TASK TO COMPLETE => In the listing that follows, how many lines have the word "long" in them? Give only the number.

··· DATA EXCERPTS

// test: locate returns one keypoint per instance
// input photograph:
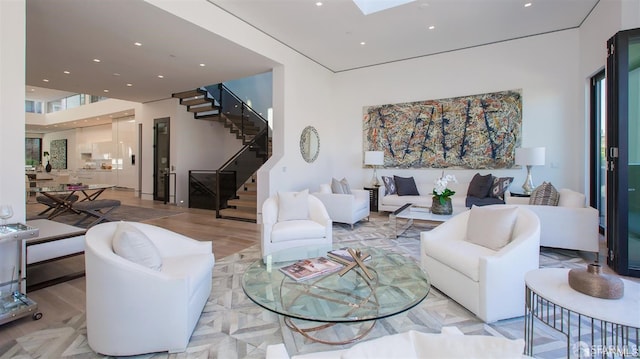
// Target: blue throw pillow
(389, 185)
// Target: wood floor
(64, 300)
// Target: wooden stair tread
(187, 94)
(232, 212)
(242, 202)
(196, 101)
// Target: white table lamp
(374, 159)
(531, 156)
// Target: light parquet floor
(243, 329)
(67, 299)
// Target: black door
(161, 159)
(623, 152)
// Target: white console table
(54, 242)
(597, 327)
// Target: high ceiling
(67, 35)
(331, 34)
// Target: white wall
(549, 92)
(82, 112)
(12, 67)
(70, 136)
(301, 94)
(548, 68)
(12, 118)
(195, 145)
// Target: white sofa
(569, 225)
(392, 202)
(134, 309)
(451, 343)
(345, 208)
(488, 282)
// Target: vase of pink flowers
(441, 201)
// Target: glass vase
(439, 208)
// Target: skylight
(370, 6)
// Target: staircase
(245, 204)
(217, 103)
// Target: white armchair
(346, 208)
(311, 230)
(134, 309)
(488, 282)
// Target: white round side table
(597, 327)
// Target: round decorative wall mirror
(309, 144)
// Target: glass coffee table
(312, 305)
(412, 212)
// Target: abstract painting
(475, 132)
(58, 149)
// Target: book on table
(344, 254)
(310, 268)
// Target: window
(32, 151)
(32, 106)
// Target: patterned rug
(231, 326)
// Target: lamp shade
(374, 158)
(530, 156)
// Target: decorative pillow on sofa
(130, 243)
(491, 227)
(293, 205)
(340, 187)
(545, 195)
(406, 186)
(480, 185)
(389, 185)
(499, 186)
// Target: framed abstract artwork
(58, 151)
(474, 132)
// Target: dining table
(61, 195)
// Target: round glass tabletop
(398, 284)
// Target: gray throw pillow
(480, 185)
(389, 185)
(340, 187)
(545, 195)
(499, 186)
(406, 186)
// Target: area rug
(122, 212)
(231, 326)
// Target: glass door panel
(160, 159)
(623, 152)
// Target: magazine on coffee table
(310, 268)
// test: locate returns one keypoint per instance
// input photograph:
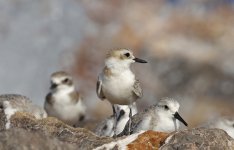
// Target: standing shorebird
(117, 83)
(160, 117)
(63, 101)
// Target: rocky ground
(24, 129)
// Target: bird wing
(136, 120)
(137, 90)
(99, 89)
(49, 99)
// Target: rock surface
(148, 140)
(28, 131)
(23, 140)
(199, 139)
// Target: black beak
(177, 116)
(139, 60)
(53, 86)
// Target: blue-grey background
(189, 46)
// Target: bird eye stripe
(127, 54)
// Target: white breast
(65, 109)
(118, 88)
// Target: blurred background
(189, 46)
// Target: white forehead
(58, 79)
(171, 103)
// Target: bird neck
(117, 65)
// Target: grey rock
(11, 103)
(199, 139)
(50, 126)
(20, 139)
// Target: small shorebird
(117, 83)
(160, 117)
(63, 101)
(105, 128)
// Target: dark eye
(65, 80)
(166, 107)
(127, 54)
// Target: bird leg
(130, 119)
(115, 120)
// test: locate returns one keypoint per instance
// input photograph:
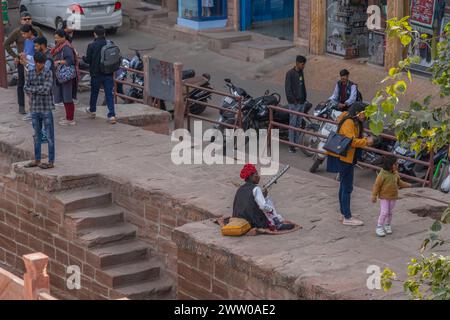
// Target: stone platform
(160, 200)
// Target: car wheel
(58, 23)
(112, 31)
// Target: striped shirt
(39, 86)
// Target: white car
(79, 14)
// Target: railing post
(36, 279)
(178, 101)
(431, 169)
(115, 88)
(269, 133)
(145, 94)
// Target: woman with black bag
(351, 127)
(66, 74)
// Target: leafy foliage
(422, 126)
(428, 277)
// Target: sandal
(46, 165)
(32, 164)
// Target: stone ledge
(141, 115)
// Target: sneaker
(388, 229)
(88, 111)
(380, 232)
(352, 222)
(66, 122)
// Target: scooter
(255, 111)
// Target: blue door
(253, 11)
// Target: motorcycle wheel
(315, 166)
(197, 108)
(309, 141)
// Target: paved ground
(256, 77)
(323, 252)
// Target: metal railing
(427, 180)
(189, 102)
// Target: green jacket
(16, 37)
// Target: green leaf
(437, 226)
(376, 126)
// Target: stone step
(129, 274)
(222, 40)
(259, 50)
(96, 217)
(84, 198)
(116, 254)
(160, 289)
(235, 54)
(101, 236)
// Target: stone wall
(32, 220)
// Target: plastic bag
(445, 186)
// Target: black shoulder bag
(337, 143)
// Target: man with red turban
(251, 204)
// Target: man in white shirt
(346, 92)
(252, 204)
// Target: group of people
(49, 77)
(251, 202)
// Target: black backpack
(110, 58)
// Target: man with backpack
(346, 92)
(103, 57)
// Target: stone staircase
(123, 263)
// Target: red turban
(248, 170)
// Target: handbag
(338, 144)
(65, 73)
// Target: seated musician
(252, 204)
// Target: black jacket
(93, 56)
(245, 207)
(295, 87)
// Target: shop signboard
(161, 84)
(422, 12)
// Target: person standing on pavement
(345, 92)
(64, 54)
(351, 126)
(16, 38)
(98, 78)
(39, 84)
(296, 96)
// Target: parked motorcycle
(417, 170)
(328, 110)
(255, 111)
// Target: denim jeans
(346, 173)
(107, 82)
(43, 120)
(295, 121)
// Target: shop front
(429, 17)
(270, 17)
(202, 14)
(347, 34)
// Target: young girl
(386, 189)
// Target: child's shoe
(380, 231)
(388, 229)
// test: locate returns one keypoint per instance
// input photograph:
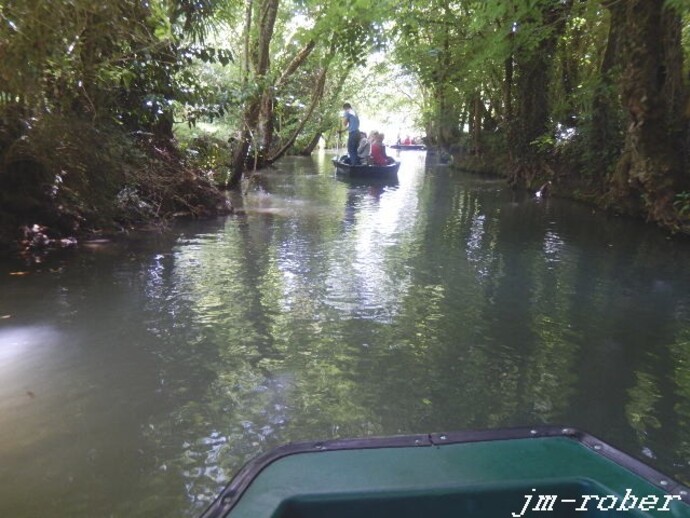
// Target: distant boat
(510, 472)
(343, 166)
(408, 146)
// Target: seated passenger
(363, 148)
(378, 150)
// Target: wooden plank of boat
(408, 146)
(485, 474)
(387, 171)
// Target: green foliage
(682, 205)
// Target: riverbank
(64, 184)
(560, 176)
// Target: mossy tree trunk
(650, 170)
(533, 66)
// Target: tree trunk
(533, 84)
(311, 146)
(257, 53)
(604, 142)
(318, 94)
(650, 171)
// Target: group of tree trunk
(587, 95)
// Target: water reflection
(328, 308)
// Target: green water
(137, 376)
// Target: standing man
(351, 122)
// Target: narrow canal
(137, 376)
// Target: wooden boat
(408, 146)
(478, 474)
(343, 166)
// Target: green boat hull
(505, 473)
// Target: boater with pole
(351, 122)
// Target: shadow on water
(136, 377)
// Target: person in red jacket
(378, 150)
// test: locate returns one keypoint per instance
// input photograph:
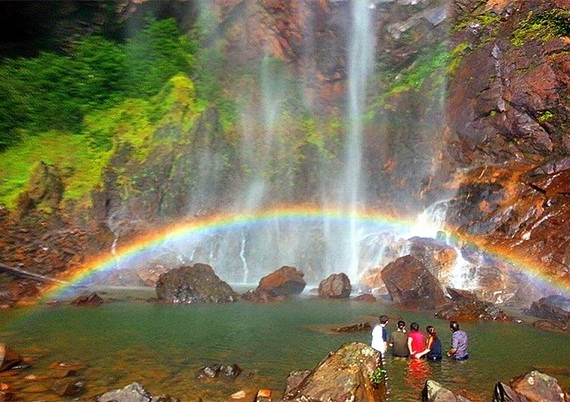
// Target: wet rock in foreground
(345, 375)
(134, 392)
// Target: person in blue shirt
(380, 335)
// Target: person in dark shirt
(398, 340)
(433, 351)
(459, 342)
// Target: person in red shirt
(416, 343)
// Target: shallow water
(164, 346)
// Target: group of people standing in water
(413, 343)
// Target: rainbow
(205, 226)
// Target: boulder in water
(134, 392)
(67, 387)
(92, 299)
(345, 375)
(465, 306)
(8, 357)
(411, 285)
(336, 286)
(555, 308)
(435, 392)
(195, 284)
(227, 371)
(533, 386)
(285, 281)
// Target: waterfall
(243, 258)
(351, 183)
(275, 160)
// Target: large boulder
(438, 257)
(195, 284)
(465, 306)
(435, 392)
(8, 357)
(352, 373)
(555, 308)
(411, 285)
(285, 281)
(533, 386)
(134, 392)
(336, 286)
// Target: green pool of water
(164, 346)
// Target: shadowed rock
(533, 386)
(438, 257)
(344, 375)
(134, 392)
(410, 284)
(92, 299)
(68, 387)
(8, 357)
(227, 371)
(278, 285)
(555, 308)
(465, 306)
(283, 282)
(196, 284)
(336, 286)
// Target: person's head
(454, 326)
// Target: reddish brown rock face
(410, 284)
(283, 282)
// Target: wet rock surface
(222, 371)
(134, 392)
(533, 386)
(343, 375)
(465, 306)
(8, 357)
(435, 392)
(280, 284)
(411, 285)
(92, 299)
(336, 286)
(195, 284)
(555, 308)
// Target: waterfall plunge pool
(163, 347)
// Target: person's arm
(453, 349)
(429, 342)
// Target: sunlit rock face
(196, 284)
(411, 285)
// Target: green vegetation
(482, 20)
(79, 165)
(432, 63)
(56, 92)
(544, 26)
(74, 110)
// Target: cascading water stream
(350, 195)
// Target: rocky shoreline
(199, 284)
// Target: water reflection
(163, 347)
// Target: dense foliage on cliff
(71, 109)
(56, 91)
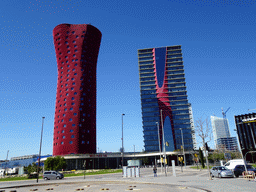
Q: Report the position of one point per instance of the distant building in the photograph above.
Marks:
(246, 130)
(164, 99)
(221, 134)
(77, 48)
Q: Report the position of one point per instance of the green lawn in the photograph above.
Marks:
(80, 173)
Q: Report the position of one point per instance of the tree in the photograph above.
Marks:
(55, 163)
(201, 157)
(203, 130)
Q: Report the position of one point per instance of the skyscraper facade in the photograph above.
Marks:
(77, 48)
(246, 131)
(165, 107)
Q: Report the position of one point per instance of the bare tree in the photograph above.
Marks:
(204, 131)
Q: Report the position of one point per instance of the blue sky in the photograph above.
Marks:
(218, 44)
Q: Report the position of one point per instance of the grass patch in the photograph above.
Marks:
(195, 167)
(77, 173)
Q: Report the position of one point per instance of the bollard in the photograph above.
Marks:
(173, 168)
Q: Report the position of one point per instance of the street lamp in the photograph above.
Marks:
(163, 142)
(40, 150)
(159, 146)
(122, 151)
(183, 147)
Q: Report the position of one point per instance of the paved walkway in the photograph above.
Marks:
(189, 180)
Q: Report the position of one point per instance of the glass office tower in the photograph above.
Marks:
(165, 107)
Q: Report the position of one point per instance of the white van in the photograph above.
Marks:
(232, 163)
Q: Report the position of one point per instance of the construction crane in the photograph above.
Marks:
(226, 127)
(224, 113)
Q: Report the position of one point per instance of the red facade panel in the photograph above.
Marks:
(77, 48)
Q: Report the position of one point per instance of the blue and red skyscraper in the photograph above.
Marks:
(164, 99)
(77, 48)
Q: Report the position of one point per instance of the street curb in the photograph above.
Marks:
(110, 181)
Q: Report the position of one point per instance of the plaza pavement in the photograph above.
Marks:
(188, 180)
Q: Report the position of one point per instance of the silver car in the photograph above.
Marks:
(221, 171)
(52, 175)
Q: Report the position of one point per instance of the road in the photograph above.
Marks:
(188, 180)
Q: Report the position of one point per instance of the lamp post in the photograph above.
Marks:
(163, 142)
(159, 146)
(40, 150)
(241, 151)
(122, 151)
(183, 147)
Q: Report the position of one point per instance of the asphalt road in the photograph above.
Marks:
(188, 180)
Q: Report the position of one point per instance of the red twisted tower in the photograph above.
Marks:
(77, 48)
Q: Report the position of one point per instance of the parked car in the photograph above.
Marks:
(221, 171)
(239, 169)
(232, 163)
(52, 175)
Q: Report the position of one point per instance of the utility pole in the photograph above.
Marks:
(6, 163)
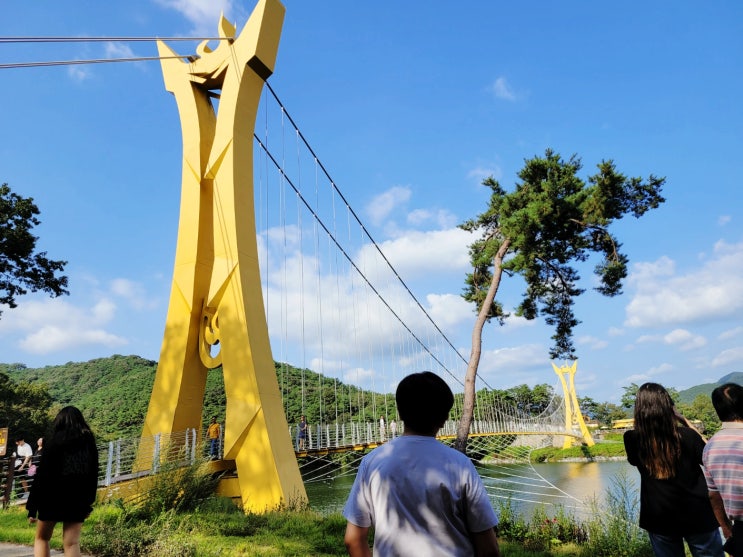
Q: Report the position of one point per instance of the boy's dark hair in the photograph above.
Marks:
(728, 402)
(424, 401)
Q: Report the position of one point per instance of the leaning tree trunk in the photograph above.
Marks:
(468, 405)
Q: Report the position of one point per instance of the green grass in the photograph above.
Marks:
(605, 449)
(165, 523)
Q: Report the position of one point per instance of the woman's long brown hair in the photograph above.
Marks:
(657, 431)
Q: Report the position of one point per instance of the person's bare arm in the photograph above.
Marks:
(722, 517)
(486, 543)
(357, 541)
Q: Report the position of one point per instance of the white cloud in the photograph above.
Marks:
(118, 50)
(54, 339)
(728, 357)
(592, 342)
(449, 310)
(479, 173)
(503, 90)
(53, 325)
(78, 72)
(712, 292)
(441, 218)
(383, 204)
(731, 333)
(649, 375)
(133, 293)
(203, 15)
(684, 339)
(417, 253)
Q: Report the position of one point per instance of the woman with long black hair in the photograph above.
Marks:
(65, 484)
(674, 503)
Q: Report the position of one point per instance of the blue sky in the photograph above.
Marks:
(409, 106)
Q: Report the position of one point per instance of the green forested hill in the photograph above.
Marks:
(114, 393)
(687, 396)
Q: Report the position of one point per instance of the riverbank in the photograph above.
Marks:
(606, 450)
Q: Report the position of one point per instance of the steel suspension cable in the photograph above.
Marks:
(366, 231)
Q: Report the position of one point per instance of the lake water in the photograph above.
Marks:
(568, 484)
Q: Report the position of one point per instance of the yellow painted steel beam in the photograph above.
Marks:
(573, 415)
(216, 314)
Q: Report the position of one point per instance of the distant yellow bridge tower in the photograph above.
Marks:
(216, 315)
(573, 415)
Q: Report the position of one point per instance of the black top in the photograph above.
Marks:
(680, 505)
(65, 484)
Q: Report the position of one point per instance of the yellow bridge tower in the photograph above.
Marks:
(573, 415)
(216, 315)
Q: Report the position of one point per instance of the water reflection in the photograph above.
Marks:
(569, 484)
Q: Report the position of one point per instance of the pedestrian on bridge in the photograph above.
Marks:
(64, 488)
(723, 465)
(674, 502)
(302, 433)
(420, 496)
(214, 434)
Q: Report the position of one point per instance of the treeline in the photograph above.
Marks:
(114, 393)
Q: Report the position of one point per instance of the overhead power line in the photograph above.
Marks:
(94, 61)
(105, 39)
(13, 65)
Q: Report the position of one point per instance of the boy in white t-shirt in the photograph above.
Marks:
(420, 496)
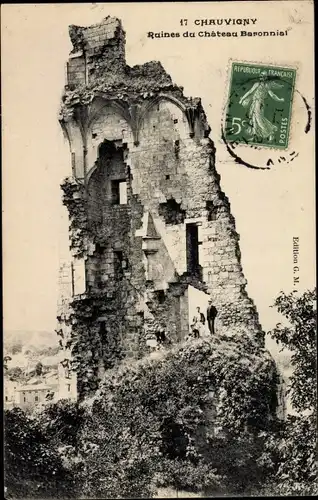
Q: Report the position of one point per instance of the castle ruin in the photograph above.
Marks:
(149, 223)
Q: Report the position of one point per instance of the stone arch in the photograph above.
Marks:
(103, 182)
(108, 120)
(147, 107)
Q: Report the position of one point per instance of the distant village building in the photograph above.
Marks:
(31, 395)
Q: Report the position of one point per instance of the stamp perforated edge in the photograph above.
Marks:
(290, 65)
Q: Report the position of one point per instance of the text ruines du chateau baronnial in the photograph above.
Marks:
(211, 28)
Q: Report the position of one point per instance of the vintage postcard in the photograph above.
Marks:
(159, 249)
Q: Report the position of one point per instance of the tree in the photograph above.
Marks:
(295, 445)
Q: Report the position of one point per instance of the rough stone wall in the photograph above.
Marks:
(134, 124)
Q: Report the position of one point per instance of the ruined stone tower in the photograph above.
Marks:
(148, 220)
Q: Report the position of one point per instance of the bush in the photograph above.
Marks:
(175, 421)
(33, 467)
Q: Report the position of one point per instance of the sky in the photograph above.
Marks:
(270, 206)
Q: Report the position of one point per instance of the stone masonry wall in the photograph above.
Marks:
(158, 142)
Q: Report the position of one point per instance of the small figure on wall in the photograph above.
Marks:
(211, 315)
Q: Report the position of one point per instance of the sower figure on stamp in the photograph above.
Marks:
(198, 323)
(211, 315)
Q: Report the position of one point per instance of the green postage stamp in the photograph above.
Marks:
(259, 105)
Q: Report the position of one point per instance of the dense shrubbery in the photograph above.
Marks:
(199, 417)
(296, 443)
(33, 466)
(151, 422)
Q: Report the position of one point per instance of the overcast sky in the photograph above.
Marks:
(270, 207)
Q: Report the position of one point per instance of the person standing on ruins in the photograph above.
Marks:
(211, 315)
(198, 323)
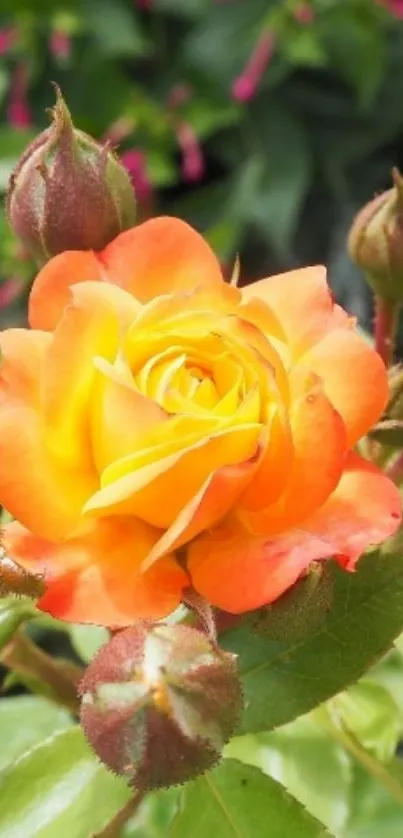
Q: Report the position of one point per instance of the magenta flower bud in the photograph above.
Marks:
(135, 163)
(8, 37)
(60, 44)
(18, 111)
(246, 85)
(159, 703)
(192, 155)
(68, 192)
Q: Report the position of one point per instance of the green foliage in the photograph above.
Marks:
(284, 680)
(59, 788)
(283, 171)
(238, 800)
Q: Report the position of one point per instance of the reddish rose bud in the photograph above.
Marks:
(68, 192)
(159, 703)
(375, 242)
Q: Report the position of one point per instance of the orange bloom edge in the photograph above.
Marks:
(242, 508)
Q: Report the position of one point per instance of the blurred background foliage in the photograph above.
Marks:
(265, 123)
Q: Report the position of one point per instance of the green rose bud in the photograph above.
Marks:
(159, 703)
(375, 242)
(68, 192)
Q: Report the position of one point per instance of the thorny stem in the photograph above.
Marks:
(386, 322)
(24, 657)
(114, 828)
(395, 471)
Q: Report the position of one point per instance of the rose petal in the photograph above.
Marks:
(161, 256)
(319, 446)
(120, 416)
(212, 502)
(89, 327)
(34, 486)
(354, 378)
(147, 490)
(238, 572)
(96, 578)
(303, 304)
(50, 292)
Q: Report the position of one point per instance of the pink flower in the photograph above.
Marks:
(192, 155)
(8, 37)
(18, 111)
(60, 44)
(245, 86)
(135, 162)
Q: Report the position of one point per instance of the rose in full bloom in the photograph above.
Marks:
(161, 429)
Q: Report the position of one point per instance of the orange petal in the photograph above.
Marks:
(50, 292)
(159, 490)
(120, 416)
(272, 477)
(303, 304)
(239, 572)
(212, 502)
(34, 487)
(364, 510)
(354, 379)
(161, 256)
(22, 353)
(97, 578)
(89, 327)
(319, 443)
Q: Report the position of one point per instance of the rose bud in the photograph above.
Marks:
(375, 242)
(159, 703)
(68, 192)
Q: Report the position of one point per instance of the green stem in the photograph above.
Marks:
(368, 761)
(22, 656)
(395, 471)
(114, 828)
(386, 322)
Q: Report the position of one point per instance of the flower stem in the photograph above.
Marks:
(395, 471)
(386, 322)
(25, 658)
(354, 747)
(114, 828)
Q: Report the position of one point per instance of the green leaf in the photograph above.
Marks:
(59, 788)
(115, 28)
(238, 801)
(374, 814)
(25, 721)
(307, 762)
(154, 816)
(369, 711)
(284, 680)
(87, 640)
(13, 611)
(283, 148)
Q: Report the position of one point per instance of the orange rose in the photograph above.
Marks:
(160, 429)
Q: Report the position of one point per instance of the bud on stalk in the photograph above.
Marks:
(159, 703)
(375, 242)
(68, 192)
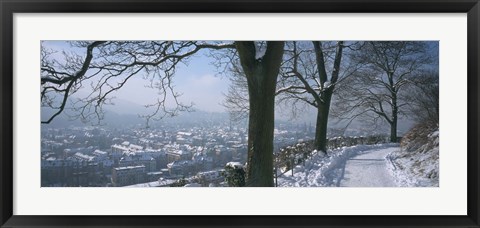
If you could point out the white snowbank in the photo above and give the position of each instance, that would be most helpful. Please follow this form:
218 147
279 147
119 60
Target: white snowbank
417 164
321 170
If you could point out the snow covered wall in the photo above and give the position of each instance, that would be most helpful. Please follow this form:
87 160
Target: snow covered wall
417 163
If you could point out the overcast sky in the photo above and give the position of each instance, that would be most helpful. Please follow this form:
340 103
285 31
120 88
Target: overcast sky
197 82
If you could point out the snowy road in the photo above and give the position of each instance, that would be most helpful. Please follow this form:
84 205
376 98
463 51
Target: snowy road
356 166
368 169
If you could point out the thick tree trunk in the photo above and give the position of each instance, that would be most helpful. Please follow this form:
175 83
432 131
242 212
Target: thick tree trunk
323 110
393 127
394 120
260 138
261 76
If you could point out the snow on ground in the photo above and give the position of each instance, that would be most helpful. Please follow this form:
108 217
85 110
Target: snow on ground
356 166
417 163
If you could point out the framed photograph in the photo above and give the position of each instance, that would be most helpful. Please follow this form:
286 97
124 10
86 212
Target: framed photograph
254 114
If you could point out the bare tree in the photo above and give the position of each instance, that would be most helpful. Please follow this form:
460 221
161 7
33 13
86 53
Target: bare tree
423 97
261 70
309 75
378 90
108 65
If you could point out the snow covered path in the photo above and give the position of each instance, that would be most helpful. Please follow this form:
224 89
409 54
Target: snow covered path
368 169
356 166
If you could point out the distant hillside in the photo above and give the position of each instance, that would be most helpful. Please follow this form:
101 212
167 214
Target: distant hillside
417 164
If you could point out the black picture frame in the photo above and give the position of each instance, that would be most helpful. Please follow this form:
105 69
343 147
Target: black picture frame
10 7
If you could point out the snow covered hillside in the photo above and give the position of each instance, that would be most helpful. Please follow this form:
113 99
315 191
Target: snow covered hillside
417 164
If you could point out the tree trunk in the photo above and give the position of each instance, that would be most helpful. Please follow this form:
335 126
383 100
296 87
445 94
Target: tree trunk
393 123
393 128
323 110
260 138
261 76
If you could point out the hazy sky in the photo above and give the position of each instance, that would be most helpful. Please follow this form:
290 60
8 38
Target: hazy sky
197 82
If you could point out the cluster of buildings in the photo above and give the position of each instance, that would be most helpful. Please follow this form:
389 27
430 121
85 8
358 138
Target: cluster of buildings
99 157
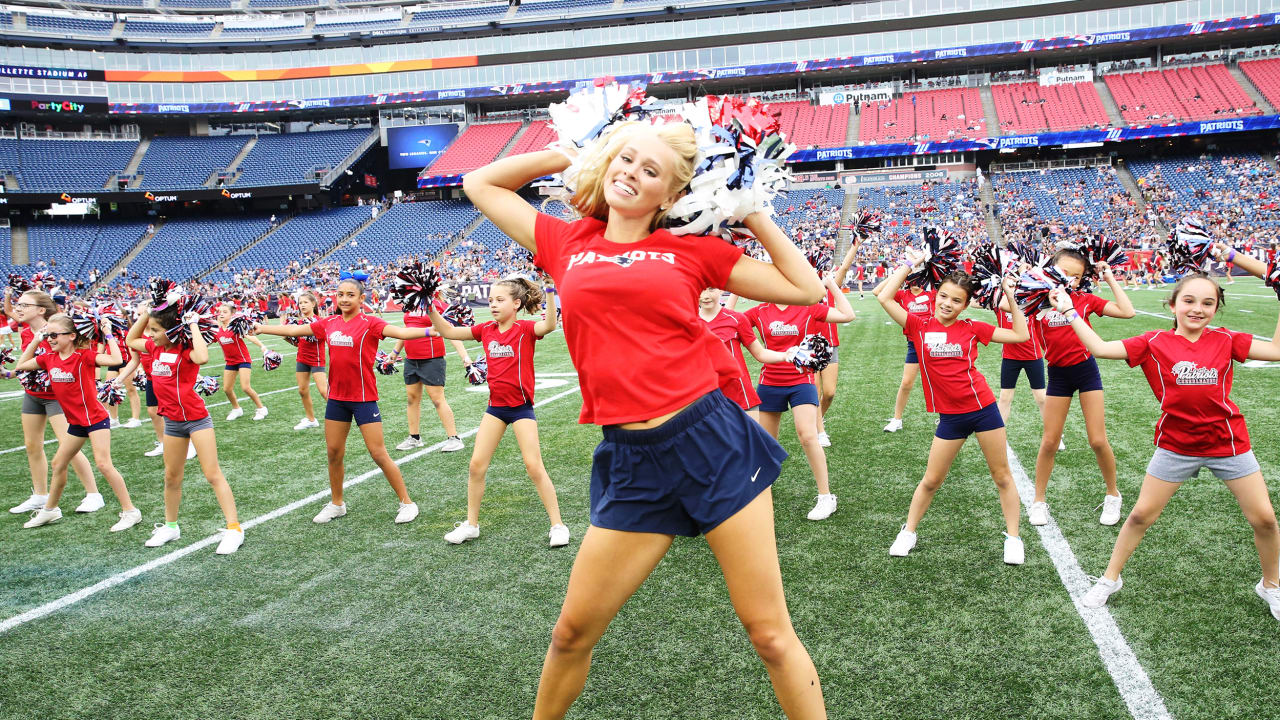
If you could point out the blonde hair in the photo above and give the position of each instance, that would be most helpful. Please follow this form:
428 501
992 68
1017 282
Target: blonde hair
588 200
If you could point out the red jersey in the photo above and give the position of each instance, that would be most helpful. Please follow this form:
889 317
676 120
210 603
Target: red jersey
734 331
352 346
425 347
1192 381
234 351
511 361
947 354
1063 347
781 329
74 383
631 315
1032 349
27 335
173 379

······

OUTPUT => 2